### Textauszug:
***

Format (T/L/B): 0.7 x 20 x 12 cm
Einband: kartoniertes Buch

Beschreibung

Dito Timmel, ein vergessener Triestiner Maler, der 1949 im Irrenhaus starb, steht im Mittelpunkt dieser anarchischen und tragikomischen Erzählung. Postum werden Timmels Gemälde im Irrenhaus gezeigt, die Leichenreden halten die Freunde in der Wirtschaft, während der Sarg auf dem Friedhof gesegnet wird. Die unheimliche Parabel eines genialischen Außenseiters, der alles aufs Spiel setzt und alles verliert.

***

### Ziele:
A – Welche Schauplätze nennt die Buchbeschreibung, wenn man Herkunftsangaben wie „Triestiner“ nicht mitzählt?
B – Überarbeiten Sie in der Buchbeschreibung den Abschnitt zwischen „Beschreibung“ und „und alles verliert.“, beide eingeschlossen, indem Sie „Irrenhaus“ durch „Sanatorium“ ersetzen.
Die Daten sind eigenständiges Material und haben mit der Buchbeschreibung nichts zu tun.

### Gegebene Daten:
***

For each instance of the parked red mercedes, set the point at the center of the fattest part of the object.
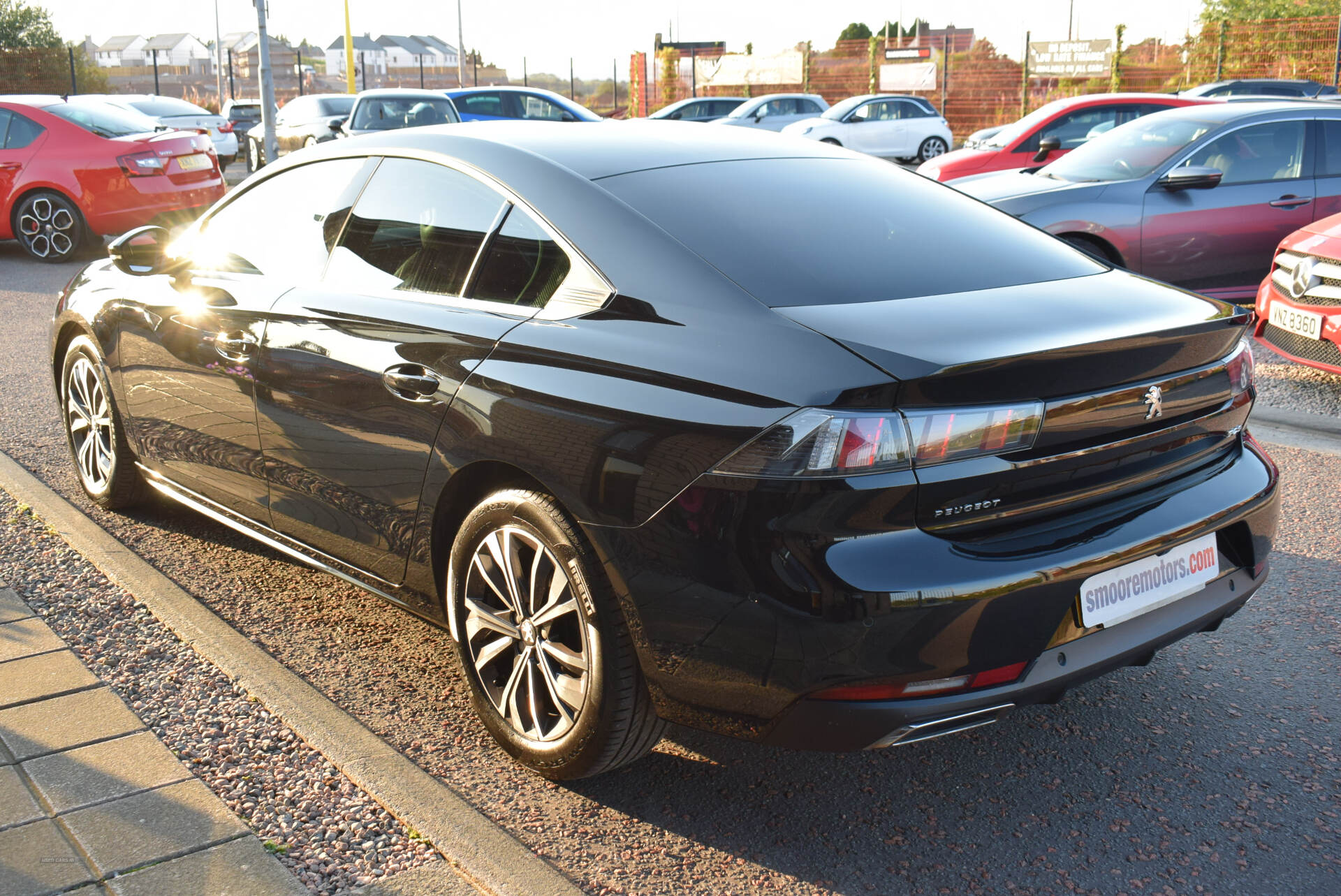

***

### Lösungen:
A – Irrenhaus, Wirtschaft, Friedhof

B –
Beschreibung

Dito Timmel, ein vergessener Triestiner Maler, der 1949 im Sanatorium starb, steht im Mittelpunkt dieser anarchischen und tragikomischen Erzählung. Postum werden Timmels Gemälde im Sanatorium gezeigt, die Leichenreden halten die Freunde in der Wirtschaft, während der Sarg auf dem Friedhof gesegnet wird. Die unheimliche Parabel eines genialischen Außenseiters, der alles aufs Spiel setzt und alles verliert.